> [Extract provided]
On these definitions, the only way an economy can save in aggregate–collectively increase its net wealth by some amount–is if it invests that same amount on a net basis, that is, collectively creates new net wealth equal to that amount.  If it doesn’t invest and create new net wealth, then its people, when they try to save, will be fighting over a finite supply of existing net wealth.  The result will be zero sum–any one person’s saving (increase in wealth) will necessarily have to come at the expense of another person’s dissaving (decrease in wealth).  Aggregate saving will be nil.

We arrive, then, at the following maxim, which doesn’t necessarily hold true on an individual basis, but always holds true on an aggregate macroeconomic basis:

(1) Saving = Investment

Now, let’s divide the economy into four sectors: households, corporations, government, rest of the world (ROW).  On this division, the aggregate saving of the overall economy equals the individual saving of each of these sectors:

(2) Saving = Household Saving + Corporate Saving + Government Saving + ROW Saving

Combining (1) and (2) we get:

(3) Household Saving + Corporate Saving + Government Saving + ROW Saving = Investment

Note that the term “investment” here doesn’t just refer to corporate investment; it refers to the total combined investment of all of the sectors–not only the building of new factories by corporations, but also the building of new homes by households.  In the present context, it’s actually an investment rate–how much is invested per year.  Saving is also a rate–how much the net wealth increases per year.

Now, Corporate Saving equals Profit minus Dividends.  So (3) becomes:

(4) Household Saving + (Profit – Dividends) + Government Saving + ROW Saving = Investment

Rearranging we get an equation for profit:

(5) Profit = Investment + Dividends – Household Saving – Government Saving – ROW Saving

This is the Kalecki-Levy profit equation, an equation discovered, in a different form, by the economist Jerome Levy in 1908, and refined by the economist Michal Kalecki in the 1930s. If we divide each term by GNP, we get an equation for profit as a percentage of GNP, which crudely approximates the corporate profit margin (profit as a percentage sales).

(6) Profit/GNP = Investment/GNP + Dividends/GNP – Household Saving/GNP – Government Saving/GNP – ROW Saving/GNP

The NIPA sources for each term are given in the table below.  They are directly available online from the BEA here:


To test the equation, we can compare its predictions to actual NIPA reported profits from 1947 to year-end 2013:


What the equation is saying, in simple terms, is this.  Profit/GNP cannot rise net of dividends unless one of the following, or some adequate combination thereof, occurs: (1) corporations invest the increased profit back into the economy, (2) the other sectors increase their investment without also increasing their saving (meaning they lever up their balance sheets–that is, invest with borrowed funds rather than with their own income, so that their new assets are matched to new liabilities, creating no net increase in wealth, and therefore no additional saving), or (3) the other sectors reduce their savings rates.

There’s a limit to how much corporations can invest.  There are only so many profitable projects to invest in.  There’s also a limit on the extent to which the other sectors can lever up their balance sheets or reduce their savings rates.  For the Household and ROW sectors, the leverage constraint is preference-based and market-based (Households and ROW don’t like to borrow, and lenders will only fund a certain amount of it), whereas the saving rate constraint is need-based (people need to maintain a stock of wealth for retirement or emergencies).  For the government, both limits are political (driven by the decisions of policymakers).

> [What needs to be done]
Please write out the profit equation text again, starting at "(1) Saving = Investment" and ending at "wealth increases per year.", with "ROW" swapped for "Foreign" throughout.

> [Supplied data]

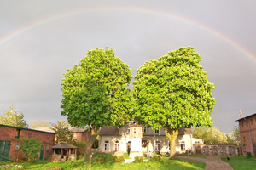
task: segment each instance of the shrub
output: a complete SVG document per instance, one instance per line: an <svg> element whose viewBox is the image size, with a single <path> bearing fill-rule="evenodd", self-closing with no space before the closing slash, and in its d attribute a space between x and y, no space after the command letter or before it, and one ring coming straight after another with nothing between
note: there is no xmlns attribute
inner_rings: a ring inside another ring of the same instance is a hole
<svg viewBox="0 0 256 170"><path fill-rule="evenodd" d="M143 156L135 156L134 158L134 163L141 163L141 162L143 162Z"/></svg>
<svg viewBox="0 0 256 170"><path fill-rule="evenodd" d="M113 159L114 161L114 162L125 162L125 157L124 156L113 156Z"/></svg>
<svg viewBox="0 0 256 170"><path fill-rule="evenodd" d="M107 156L99 156L96 158L96 162L99 164L105 163L107 162Z"/></svg>
<svg viewBox="0 0 256 170"><path fill-rule="evenodd" d="M152 162L159 162L161 160L161 156L154 155L153 157L150 159Z"/></svg>

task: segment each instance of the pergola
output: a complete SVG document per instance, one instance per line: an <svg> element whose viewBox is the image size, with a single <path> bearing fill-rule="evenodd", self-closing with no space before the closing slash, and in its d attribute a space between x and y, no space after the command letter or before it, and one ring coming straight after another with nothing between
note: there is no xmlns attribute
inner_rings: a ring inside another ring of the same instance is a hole
<svg viewBox="0 0 256 170"><path fill-rule="evenodd" d="M52 147L52 149L54 150L54 155L61 155L61 158L63 156L76 155L78 148L79 147L75 145L64 142L57 144L56 145L54 145ZM61 150L61 151L58 150Z"/></svg>

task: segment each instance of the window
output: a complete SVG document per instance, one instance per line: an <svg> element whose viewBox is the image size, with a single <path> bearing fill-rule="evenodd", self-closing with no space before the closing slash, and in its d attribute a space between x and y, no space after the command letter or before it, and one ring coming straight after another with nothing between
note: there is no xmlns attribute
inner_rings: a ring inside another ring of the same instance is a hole
<svg viewBox="0 0 256 170"><path fill-rule="evenodd" d="M142 128L143 133L147 133L147 127Z"/></svg>
<svg viewBox="0 0 256 170"><path fill-rule="evenodd" d="M17 136L15 136L15 139L20 139L20 129L17 129Z"/></svg>
<svg viewBox="0 0 256 170"><path fill-rule="evenodd" d="M186 150L186 144L185 141L180 142L180 150Z"/></svg>
<svg viewBox="0 0 256 170"><path fill-rule="evenodd" d="M160 141L154 143L154 151L160 151Z"/></svg>
<svg viewBox="0 0 256 170"><path fill-rule="evenodd" d="M119 140L115 141L114 150L120 150L120 143Z"/></svg>
<svg viewBox="0 0 256 170"><path fill-rule="evenodd" d="M109 141L105 140L105 150L109 150Z"/></svg>
<svg viewBox="0 0 256 170"><path fill-rule="evenodd" d="M15 144L15 150L19 150L20 149L20 145L19 144Z"/></svg>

> [Task answer]
(1) Saving = Investment

Now, let’s divide the economy into four sectors: households, corporations, government, rest of the world (Foreign).  On this division, the aggregate saving of the overall economy equals the individual saving of each of these sectors:

(2) Saving = Household Saving + Corporate Saving + Government Saving + Foreign Saving

Combining (1) and (2) we get:

(3) Household Saving + Corporate Saving + Government Saving + Foreign Saving = Investment

Note that the term “investment” here doesn’t just refer to corporate investment; it refers to the total combined investment of all of the sectors–not only the building of new factories by corporations, but also the building of new homes by households.  In the present context, it’s actually an investment rate–how much is invested per year.  Saving is also a rate–how much the net wealth increases per year.